Please pick out and copy every line below that contains the word "cloud". Case counts.

-- start --

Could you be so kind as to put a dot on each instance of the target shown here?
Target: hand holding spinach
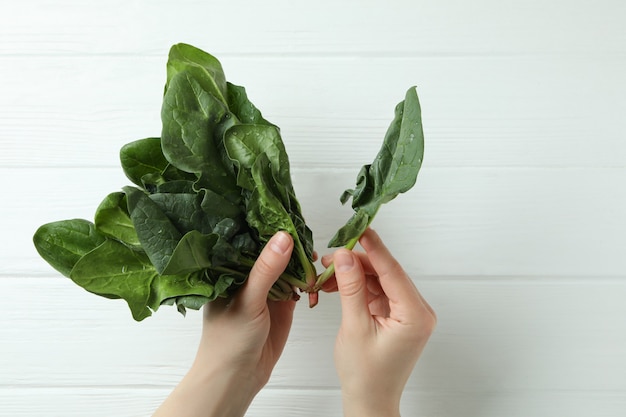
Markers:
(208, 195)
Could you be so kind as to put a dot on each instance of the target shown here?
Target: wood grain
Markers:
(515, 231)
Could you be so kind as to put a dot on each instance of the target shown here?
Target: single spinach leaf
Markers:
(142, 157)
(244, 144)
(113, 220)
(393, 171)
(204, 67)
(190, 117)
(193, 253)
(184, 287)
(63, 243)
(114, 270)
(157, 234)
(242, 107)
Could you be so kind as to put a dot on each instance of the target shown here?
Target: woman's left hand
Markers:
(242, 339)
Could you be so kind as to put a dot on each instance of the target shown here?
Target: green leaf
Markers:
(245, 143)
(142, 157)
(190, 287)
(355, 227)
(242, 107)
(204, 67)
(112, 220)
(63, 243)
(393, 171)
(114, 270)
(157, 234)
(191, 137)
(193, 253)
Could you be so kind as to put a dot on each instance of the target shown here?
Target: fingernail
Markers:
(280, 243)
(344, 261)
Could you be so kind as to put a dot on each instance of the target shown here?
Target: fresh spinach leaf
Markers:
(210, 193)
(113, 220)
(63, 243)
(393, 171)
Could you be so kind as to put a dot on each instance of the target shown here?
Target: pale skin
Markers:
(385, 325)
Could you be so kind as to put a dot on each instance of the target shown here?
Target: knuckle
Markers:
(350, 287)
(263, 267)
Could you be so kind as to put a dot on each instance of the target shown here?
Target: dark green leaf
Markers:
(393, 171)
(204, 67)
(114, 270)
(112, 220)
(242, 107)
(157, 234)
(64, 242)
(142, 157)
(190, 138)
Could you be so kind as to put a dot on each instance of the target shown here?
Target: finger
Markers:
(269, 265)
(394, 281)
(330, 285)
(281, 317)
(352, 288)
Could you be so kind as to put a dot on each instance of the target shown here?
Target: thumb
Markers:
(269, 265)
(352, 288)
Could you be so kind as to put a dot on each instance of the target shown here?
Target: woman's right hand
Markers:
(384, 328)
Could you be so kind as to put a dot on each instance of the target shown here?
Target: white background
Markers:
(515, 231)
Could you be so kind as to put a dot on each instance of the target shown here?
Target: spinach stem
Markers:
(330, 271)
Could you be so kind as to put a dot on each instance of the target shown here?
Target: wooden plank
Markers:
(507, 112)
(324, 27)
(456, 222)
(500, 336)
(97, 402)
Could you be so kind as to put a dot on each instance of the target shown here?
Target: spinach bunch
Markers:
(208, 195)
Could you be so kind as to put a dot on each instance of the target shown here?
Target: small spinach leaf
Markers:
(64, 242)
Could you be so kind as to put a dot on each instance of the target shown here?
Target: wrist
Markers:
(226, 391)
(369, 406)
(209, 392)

-- end --
-- start --

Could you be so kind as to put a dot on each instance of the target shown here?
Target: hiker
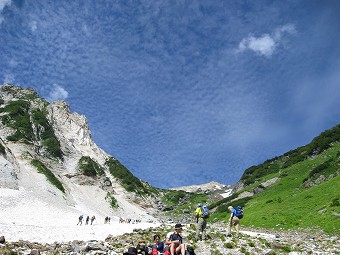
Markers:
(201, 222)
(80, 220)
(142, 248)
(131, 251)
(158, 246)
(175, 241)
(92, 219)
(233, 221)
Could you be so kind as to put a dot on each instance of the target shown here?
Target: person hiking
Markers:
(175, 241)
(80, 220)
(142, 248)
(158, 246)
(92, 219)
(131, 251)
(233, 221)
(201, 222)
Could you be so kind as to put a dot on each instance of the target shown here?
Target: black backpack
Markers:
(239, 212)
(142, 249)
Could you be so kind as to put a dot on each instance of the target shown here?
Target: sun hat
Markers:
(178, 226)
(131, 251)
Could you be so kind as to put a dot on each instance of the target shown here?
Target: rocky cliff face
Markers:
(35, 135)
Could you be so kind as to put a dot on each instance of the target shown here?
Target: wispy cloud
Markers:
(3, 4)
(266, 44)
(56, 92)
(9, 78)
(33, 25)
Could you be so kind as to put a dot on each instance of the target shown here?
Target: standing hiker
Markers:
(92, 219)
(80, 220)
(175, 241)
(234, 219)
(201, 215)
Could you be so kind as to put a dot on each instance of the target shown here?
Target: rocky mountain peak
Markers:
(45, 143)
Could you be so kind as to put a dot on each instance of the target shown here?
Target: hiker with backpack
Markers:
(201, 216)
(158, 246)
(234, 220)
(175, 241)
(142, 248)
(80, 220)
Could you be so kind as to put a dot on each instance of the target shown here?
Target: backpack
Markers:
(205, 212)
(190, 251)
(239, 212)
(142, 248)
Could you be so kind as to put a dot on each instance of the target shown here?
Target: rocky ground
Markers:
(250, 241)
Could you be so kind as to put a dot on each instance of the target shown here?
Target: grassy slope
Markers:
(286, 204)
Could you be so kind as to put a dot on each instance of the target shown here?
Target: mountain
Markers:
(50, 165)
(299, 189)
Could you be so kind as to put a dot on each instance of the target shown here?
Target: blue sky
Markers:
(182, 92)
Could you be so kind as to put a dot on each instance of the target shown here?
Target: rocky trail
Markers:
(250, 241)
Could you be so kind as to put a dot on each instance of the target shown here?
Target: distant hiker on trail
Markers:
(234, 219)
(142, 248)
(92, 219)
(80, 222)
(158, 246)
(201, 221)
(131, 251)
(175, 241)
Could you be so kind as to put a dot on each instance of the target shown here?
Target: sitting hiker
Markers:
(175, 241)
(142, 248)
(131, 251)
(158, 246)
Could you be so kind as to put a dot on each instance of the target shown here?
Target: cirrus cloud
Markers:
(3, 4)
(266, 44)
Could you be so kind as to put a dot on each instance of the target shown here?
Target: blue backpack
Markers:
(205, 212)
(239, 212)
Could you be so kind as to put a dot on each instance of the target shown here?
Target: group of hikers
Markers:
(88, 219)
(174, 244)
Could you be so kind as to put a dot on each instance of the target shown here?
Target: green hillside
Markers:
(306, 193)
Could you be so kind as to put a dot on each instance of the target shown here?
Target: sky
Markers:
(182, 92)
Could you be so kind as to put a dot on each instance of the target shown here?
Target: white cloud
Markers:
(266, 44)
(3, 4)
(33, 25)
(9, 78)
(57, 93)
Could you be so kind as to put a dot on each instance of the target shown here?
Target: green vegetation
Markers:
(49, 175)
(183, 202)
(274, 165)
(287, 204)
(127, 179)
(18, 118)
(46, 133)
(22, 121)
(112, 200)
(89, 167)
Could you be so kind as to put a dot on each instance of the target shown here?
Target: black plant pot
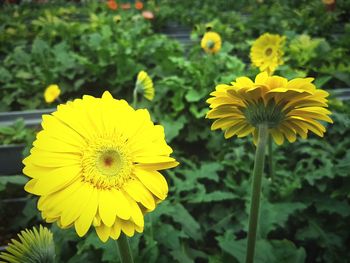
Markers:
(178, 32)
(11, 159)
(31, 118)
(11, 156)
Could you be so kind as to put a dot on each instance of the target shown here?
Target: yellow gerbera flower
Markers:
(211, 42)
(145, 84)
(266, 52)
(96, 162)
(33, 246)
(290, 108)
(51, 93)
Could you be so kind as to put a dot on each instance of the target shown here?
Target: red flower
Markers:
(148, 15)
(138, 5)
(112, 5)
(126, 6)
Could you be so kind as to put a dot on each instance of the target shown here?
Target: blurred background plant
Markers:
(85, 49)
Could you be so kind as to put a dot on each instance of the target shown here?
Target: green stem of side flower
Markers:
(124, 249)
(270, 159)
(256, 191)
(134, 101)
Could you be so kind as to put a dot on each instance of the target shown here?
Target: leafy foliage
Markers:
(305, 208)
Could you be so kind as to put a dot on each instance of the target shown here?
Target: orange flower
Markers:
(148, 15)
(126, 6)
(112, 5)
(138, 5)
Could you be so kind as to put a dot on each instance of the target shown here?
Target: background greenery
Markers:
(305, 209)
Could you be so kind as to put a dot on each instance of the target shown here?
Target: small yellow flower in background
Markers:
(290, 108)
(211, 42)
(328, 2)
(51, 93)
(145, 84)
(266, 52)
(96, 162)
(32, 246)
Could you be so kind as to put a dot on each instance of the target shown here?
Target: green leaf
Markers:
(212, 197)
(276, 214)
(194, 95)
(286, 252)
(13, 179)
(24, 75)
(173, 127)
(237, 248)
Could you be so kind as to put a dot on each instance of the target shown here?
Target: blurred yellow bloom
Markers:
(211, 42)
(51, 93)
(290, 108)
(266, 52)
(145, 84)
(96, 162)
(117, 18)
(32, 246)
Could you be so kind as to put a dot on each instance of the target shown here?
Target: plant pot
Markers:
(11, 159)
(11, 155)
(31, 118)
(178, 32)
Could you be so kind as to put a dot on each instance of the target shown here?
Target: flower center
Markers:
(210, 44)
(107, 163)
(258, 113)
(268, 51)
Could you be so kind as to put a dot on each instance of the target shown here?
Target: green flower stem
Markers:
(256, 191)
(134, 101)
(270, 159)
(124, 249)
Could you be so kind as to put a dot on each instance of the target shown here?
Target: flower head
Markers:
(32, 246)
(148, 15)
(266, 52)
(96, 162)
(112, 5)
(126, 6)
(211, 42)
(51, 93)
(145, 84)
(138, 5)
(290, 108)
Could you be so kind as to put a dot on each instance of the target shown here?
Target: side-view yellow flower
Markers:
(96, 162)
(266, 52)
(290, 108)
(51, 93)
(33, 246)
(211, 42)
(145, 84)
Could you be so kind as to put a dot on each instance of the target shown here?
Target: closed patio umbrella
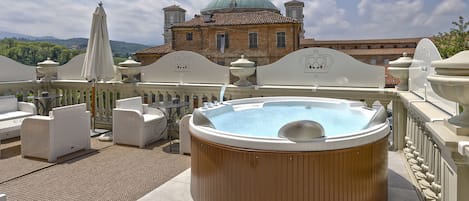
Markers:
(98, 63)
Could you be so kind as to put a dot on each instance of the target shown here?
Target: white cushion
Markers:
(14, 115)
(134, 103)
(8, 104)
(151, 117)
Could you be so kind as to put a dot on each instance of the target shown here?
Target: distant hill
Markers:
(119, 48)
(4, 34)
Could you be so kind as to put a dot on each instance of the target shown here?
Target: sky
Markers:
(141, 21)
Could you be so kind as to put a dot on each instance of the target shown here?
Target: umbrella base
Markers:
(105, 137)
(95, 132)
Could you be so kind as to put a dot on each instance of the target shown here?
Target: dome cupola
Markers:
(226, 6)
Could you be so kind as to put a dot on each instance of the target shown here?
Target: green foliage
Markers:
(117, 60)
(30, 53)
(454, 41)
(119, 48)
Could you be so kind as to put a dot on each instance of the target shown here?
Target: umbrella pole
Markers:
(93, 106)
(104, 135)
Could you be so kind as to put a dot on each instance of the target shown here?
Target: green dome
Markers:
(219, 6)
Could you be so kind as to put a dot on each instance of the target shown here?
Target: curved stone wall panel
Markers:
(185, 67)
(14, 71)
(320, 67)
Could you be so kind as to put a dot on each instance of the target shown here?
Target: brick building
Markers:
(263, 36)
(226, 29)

-- end --
-- start --

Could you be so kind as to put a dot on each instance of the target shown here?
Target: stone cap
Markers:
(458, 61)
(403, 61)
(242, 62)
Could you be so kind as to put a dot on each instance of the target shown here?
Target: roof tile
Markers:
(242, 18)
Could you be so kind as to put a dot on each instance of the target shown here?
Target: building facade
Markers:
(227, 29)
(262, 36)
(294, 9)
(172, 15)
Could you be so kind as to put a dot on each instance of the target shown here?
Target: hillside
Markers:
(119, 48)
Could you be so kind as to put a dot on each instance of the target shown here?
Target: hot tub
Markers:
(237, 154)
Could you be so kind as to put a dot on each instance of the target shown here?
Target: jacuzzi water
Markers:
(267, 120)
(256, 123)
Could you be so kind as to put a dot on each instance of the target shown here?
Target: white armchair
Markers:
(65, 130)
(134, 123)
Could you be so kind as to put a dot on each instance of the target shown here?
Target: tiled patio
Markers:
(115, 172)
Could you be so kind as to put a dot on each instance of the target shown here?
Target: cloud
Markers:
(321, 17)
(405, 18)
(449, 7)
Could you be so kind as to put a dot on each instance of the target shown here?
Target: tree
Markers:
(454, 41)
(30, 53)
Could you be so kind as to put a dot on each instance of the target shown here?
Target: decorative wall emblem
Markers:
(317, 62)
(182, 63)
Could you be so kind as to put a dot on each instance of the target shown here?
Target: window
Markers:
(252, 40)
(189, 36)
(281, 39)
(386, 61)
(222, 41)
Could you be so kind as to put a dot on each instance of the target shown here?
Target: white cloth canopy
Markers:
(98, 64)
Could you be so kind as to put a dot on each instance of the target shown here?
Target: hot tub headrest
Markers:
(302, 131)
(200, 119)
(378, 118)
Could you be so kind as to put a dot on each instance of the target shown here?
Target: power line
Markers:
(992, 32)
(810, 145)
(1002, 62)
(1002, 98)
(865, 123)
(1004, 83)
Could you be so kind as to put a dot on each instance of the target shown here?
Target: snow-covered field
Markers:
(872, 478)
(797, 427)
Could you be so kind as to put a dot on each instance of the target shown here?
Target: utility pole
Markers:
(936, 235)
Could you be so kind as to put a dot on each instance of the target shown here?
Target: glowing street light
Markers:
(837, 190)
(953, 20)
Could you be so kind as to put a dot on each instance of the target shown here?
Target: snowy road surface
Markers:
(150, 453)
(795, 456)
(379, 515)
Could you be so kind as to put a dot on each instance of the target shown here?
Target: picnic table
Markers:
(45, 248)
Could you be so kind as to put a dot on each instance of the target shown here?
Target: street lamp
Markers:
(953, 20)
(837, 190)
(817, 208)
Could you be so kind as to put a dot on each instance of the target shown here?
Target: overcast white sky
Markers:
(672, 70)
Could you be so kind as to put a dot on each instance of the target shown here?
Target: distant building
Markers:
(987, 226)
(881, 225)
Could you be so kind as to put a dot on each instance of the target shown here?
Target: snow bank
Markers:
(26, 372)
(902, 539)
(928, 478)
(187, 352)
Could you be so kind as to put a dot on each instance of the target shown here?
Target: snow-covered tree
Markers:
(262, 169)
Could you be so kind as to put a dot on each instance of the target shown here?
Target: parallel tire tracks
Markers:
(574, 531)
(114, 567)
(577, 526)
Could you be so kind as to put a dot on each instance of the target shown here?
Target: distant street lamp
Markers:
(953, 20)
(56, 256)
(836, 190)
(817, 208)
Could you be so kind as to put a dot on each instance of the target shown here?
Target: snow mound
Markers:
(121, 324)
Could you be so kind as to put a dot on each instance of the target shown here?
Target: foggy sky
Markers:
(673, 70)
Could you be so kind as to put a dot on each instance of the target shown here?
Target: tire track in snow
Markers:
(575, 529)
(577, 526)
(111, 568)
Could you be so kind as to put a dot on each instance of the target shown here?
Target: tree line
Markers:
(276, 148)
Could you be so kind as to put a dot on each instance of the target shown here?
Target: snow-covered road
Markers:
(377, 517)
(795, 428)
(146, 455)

-- end --

> [FULL RESPONSE]:
Target: wispy cloud
Target: cirrus cloud
Target: white cloud
Target: cloud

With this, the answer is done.